» INPUT FOR THIS TASK
** begin **

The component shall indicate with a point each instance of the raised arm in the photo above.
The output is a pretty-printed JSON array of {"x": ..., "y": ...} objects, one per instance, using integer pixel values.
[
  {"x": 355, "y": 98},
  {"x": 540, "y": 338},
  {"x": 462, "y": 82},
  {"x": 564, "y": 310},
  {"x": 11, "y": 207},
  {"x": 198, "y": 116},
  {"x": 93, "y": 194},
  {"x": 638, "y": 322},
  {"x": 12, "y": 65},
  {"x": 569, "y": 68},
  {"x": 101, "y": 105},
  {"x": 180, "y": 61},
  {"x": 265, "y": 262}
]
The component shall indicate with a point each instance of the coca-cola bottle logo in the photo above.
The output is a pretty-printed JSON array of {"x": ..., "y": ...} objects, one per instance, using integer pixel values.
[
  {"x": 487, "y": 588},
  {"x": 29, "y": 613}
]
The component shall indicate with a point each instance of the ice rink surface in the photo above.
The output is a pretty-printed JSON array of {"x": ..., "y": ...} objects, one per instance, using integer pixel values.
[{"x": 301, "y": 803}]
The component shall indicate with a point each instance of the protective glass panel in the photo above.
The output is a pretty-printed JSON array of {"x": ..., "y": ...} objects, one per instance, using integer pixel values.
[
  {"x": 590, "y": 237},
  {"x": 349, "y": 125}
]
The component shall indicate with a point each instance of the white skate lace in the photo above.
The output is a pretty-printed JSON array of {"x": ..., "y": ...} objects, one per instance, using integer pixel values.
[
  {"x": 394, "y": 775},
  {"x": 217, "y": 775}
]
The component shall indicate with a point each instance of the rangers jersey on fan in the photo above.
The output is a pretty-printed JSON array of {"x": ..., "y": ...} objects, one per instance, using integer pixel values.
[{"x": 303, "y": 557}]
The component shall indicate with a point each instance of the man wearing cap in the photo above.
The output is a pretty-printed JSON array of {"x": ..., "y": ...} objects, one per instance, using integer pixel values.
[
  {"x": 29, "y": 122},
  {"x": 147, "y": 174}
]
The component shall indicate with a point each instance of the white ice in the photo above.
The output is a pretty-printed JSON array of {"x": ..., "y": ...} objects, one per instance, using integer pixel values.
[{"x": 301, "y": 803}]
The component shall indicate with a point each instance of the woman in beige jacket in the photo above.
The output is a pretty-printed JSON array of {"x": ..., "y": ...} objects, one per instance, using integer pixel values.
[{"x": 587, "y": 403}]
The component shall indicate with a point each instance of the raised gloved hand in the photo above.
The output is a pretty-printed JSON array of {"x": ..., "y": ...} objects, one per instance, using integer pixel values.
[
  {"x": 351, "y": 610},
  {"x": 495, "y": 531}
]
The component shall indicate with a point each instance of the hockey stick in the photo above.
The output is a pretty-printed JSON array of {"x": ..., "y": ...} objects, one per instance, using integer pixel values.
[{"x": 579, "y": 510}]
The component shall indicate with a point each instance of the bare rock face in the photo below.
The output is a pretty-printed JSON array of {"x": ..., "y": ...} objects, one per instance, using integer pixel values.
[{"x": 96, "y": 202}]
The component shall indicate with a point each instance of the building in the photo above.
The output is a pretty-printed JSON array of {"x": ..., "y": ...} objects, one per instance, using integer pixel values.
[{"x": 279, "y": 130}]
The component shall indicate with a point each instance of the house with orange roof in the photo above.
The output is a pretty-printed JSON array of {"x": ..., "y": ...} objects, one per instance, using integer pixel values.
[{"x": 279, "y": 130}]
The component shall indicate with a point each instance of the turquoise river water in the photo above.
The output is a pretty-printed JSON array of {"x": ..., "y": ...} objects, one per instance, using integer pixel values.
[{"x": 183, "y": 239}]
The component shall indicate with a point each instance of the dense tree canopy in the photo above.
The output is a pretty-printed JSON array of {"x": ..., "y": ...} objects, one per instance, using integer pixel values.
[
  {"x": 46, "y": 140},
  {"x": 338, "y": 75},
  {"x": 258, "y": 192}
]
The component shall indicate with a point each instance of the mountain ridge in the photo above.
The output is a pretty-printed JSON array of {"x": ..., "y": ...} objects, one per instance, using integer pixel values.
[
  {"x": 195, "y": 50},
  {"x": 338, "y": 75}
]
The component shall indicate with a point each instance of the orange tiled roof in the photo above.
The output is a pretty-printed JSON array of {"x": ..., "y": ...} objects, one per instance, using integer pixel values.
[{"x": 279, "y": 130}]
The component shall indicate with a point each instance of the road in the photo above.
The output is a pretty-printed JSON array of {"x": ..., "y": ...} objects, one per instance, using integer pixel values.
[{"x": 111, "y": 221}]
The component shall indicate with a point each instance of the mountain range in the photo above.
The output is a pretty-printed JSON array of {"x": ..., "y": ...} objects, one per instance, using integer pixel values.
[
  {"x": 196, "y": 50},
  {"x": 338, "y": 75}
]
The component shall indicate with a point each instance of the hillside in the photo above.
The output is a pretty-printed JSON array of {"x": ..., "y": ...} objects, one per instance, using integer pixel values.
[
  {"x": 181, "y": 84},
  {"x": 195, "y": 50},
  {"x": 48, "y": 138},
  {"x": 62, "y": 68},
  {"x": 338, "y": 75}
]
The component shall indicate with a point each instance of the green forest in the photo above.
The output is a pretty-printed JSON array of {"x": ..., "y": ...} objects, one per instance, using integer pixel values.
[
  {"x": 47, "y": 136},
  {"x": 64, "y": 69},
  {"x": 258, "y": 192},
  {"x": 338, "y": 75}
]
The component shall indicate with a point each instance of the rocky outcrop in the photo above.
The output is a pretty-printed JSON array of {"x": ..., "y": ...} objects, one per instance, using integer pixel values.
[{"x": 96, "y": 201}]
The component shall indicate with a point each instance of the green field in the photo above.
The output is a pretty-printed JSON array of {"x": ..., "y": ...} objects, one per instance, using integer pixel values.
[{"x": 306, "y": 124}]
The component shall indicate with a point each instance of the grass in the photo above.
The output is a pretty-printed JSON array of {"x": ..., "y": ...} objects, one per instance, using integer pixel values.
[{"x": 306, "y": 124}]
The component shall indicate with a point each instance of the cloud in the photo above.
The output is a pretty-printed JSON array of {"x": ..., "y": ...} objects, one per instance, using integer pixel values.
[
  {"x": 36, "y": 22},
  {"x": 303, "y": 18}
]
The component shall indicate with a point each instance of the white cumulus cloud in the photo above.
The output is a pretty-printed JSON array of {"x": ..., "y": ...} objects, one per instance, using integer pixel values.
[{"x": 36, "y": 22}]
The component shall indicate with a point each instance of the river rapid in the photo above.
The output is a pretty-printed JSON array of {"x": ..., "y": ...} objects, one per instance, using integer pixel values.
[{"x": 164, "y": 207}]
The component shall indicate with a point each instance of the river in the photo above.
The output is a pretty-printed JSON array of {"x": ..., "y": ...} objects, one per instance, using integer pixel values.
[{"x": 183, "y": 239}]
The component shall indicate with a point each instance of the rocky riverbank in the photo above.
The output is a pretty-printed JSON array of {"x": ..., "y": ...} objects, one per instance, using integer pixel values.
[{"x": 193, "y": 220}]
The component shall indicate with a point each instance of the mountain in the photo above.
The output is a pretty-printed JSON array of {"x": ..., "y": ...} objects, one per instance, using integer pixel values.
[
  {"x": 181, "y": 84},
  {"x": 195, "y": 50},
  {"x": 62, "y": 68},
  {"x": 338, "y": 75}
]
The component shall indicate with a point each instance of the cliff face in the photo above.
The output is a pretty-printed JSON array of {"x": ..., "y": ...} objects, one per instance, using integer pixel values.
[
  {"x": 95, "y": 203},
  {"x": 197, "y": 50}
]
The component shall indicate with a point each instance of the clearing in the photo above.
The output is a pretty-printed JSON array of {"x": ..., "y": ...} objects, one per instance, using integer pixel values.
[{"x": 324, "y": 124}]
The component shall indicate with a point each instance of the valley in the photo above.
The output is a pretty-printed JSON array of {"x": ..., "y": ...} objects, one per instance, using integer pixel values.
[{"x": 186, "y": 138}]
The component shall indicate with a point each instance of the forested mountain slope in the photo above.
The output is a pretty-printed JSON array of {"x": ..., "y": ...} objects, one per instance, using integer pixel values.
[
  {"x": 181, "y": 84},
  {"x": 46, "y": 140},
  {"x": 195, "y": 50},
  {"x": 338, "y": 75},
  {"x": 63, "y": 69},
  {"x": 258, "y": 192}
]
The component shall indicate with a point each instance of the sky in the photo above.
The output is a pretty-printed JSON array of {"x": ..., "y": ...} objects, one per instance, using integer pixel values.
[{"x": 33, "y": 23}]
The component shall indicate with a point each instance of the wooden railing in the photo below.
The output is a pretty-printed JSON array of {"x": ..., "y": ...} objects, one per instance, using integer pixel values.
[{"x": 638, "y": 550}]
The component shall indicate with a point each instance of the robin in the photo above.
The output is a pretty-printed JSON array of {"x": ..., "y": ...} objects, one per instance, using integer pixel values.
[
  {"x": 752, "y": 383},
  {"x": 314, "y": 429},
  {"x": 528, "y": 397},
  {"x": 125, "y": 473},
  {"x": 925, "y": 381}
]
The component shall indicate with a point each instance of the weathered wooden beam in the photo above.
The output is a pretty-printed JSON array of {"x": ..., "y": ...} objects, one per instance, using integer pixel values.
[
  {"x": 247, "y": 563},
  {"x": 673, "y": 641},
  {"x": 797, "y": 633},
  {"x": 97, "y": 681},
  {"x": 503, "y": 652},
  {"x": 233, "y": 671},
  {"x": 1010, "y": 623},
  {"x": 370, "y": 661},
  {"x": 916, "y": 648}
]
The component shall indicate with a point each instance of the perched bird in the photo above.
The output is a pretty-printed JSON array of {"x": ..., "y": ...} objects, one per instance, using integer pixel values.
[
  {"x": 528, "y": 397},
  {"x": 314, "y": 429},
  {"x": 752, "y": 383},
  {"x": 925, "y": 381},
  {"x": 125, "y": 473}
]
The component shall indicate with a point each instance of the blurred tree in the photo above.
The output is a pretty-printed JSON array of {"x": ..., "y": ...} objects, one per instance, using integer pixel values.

** end **

» AIM OF THE TASK
Output the line holding "bird in the photo above.", then every later line through the end of the records above, exactly as given and nothing else.

» FULL RESPONSE
The component shall indicate with a point each instance of the perched bird in the photo above.
The output is a pretty-printed JSON array of {"x": ..., "y": ...} objects, one per instance, using integer pixel values.
[
  {"x": 528, "y": 397},
  {"x": 314, "y": 429},
  {"x": 752, "y": 383},
  {"x": 925, "y": 381},
  {"x": 125, "y": 473}
]
The component shall indicate with a point each instance of the blurred tree in the photo above.
The output is a pretty-printed JSON array of {"x": ..., "y": ...} objects, one per instance, using integer pixel values.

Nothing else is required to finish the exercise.